GOAL OF THE EXERCISE :: In the article below on Gaza's children, find the sentence saying the genocide "has rewritten the meanings" of certain things, and list those things.

With this ceasefire, let Gaza’s kids finally return to their childhoods
I’m a children’s psychiatrist in Gaza. I believe we will survive, now that we can begin processing this immeasurable trauma
The Palestinian identity and trauma is inherited. As a mental health professional and psychiatrist working with children in Gaza, I am all too aware that the ceasefire will have a special meaning for children, the most vulnerable in Gaza. Despite not understanding the same way adults do, young kids have experienced the same things too. The loss, grief, fear, and displacement. With any ceasefire, the processing of this collective trauma will only just begin as they attempt to go back to their normal lives.
But what does a normal life look like when they’ve lost everything, their neighborhoods, homes, relatives, family members, loved ones and peers? They will search for normalcy, especially to try to go back to education and for the things that children turn to grow up and mature. These things were all taken from them and they are all important aspects for their community and their futures.
When we think of children’s trauma in psychiatry, it is usually an incident of abuse, an event, something that has changed the way the child thinks and perceives the world due to their pain through a single defined, isolated event. But the genocide is not a single incident or traumatic event. It is a generational wound that Palestinians have been feeling in Gaza for years. What has happened over the last 15 months, has been an unmeasurable ongoing trauma. New generations have been born into this horror, some already as orphans or as refugees – an inherited identity for these children because of Israel’s war on Gaza.
What we hope more than anything is that the ceasefire means an end to this process of continuous grief and trauma. That the children can try to return to their childhoods. It may mean an end to violent military experiences, but nothing can take away their pain of losing their caregivers, mothers, fathers, siblings, and peers. Or the experiences of being displaced, freezing through the winters in tents and starving and scavenging for water. These will stay with them, accompanying them through growing up. But with a ceasefire, the consequences of these traumas will start to become more apparent.
Working in psychiatry and mental health throughout this genocide has not only helped my community, but helped me in ways that I am still beginning to process. Being from Gaza, I am experiencing the same that my patients are living through. This genocide has rewritten the meanings of grief, trauma, loss, and survival – with these frameworks generally having their origins in Western contexts, they lack the nuance and understanding of the Palestinian culture, as well as the profound and violent experiences that Palestinians have been put through in the last 15 months.

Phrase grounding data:
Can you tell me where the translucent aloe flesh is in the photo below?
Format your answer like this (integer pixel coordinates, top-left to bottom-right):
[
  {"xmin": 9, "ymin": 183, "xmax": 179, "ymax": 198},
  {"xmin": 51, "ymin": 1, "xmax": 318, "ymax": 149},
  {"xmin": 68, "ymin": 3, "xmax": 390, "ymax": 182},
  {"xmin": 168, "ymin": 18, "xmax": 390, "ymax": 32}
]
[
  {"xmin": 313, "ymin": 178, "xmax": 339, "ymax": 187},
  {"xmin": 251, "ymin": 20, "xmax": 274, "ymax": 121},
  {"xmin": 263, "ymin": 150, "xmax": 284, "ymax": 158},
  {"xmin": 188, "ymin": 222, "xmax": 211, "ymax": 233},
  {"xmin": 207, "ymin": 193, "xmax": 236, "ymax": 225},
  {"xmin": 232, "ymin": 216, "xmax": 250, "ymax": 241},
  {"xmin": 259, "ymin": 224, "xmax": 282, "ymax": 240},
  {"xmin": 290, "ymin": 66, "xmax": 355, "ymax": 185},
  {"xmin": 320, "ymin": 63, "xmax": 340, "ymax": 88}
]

EXPECTED OUTPUT :: grief, trauma, loss, survival